The peculiar opacity of Jordan Peterson

Jordan Peterson is definitely peculiar, but he is only opaque to those who can’t follow him. Which includes, necessarily, the entirety of his fan base:

Peterson’s definition of God is a sprawling, book-length collection of abstractions, some of which are grounded in narratives about the human condition, while others are mere descriptions of psychological and temporal realities (“…the future to which we make sacrifices”). In other words, it’s a definition that’s so elastic and subjective as to be almost meaningless. As Harris put it, “That’s not how most people most of the time are using the word, and there’s something misleading about that.”

To which Peterson responded, “I never made the claim that what I’m talking about is like what other people are talking about.” That’s true, and he often says he doesn’t define ‘belief’ or ‘God’ in the same way as anyone else. Even when he’s asked a more specific question—about, say, his belief (or lack thereof) in the divinity of Christ—he says the answer depends on the interviewer’s definitions of ‘Christ’ and ‘divine.’ But Peterson still uses words like ‘divine’ all the time. He’s happy to describe consciousness as divine, which he considers to be an “axiomatic statement.” He’s more than willing to tell you “magical things happen as the logos manifests itself” before announcing his firm belief that the logos is divine, too. But only if, by ‘divine,’ you mean “Of ultimate transcendent value.”

But then, what does Peterson mean by ‘transcendent’? Or ‘value’? And what will he mean by all the words he uses to answer those questions? Communication becomes extremely difficult if we allow ourselves repeatedly to be drawn into a labyrinth of semantic distinctions. That is precisely why there has to be some fundamental agreement about what words actually mean at the beginning of any conversation. This is something Peterson can be particularly bad at doing, when the mood takes him—just listen to his excruciating two-hour conversation with Harris that never managed to get past the disputed meaning of the word ‘truth.’

As I call it, bafflegarble. It’s nonsense that baffles the insufficiently comprehending.

When it comes to telling us where our morality comes from, Peterson’s equivocal, opaque language suddenly falls away and he leaves us in no doubt about what he’s trying to say. He’s making yet another simplistic, monocausal argument that ignores all the elements of our philosophical and cultural tradition that contradict it.

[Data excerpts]
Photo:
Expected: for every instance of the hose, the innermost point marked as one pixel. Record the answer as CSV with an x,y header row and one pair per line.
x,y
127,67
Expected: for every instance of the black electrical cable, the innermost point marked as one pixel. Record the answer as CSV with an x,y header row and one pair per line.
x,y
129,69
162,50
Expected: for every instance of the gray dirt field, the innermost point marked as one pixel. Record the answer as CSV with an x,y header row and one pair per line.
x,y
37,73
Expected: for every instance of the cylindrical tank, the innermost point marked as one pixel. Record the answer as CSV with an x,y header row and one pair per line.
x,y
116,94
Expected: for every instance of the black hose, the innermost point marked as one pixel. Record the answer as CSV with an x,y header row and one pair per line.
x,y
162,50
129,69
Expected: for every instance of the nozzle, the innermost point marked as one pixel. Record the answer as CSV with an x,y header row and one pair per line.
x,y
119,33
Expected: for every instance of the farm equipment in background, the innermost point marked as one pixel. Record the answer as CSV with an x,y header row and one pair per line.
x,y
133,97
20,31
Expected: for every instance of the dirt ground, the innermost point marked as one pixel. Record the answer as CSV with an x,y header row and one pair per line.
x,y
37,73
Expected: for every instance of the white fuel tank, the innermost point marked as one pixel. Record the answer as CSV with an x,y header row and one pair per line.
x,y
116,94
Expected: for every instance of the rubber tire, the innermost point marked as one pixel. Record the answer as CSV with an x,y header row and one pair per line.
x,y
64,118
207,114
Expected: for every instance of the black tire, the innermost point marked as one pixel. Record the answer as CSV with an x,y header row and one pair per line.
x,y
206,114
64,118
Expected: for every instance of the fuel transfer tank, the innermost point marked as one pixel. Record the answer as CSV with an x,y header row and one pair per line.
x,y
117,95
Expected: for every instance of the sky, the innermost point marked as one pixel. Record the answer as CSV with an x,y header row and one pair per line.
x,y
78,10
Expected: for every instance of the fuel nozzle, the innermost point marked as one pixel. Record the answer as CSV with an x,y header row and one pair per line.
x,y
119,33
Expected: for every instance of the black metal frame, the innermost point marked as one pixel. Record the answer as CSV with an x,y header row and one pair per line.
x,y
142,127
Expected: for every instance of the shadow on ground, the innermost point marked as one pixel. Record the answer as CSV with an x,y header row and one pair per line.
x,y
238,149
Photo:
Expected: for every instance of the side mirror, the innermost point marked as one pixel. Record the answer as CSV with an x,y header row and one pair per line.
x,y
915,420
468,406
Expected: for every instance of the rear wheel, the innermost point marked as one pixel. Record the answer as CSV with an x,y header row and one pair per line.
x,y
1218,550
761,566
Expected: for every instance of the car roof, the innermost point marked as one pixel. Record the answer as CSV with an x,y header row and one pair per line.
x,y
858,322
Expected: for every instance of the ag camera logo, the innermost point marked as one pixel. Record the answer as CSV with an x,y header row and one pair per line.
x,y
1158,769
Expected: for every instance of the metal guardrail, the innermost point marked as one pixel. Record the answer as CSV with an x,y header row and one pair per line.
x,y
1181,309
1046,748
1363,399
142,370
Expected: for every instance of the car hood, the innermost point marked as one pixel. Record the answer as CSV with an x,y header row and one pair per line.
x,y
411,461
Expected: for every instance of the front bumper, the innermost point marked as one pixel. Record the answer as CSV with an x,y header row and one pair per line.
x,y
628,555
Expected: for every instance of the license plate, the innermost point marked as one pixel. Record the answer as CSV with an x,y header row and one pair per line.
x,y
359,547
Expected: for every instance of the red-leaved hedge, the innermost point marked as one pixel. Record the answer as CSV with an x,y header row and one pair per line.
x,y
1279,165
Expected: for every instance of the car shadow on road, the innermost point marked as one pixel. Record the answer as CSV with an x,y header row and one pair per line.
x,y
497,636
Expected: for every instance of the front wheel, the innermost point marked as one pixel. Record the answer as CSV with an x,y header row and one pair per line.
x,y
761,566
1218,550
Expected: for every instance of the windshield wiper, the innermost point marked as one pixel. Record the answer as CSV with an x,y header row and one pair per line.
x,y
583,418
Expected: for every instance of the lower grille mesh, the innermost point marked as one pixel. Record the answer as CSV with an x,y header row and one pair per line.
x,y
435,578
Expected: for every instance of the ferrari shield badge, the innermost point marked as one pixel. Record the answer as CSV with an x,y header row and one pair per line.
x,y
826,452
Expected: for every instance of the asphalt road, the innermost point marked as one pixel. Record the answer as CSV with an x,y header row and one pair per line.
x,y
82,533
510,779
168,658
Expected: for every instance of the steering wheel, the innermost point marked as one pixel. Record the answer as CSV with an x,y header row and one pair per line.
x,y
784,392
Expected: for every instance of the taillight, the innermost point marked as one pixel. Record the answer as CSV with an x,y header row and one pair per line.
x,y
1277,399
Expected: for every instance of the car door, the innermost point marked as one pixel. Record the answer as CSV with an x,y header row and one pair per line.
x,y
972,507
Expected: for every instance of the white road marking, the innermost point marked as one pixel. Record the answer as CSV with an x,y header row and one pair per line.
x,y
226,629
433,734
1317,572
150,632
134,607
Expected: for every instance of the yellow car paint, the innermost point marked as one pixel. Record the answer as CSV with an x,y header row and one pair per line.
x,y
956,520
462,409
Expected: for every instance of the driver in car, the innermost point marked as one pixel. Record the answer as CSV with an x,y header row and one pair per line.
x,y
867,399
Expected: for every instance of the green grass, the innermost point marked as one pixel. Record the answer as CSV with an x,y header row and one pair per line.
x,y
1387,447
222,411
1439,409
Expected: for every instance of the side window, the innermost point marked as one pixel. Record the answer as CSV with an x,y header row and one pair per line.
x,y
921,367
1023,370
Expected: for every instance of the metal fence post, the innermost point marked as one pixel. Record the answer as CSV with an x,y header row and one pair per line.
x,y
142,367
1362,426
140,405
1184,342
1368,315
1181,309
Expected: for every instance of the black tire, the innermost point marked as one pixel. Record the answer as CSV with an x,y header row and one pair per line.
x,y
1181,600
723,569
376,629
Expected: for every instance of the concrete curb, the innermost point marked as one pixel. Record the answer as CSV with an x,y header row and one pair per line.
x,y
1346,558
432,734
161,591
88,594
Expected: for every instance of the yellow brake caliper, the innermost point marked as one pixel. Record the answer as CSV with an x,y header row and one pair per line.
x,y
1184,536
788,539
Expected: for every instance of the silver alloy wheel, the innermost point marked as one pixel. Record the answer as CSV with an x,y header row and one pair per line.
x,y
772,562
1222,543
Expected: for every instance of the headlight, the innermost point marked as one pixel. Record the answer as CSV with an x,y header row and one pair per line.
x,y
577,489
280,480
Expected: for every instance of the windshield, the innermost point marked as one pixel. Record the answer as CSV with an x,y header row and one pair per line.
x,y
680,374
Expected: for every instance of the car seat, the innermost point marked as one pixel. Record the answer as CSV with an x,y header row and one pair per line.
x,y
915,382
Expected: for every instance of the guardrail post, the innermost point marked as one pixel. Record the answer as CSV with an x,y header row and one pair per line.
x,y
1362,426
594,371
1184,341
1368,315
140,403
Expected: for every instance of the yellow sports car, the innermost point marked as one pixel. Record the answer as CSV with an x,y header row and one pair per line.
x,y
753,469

> _YOUR TASKS_:
1) Say whether each statement agrees with the piece on Jordan Peterson, answering yes or no and quoting the words from it that decide: (a) Peterson says he defines "God" the same way everyone else does. (b) Peterson's two-hour talk with Harris never got past the meaning of the word "truth." (c) Peterson is willing to call consciousness divine.
2) Write what comes next in the piece on Jordan Peterson, starting after its last sentence.
You can ignore the items; they aren't needed here.

> _RESPONSE LIST_:
1)
(a) No: "he often says he doesn’t define ‘belief’ or ‘God’ in the same way as anyone else."
(b) Yes: "his excruciating two-hour conversation with Harris that never managed to get past the disputed meaning of the word ‘truth.’"
(c) Yes: "He’s happy to describe consciousness as divine"

2)
So what about the rationalist critiques of religion written by Enlightenment atheists like Hume and Spinoza? Or the withering attacks on Christianity by Thomas Jefferson and Thomas Paine? What about all the aspects of our Christian heritage that Peterson doesn’t emphasize, like the virulent anti-Semitism that infected the Third Reich, the scriptural warrants for slavery and genocide, and the savage religious wars that preceded the Enlightenment? Why has moral progress so often required our civilization to renounce the dogmas and dictates of the Judeo-Christian tradition Peterson reveres?

Peterson knows he doesn’t have to answer these questions because, despite all his declarations to the contrary, he isn’t bound by this tradition. In one breath, he tells the audience they live in a society that would collapse without the immovable foundation of Judeo-Christian values. In the next, he reminds them that his God is a modern God, unsullied by the barbarism of ancient texts and unencumbered by the immense weight of history. There’s just one problem: Jordan Peterson’s God is nobody else’s God.

Of course not. Because the Judeo-Christian tradition he reveres does not exist and Jordan Peterson couldn’t believe he is the messiah who will save humanity from destruction by war if he believed in either a) the Christian god or b) any other god that humanity has ever worshiped throughout history. Forget him not being a Christian, he’s not even a noble pagan.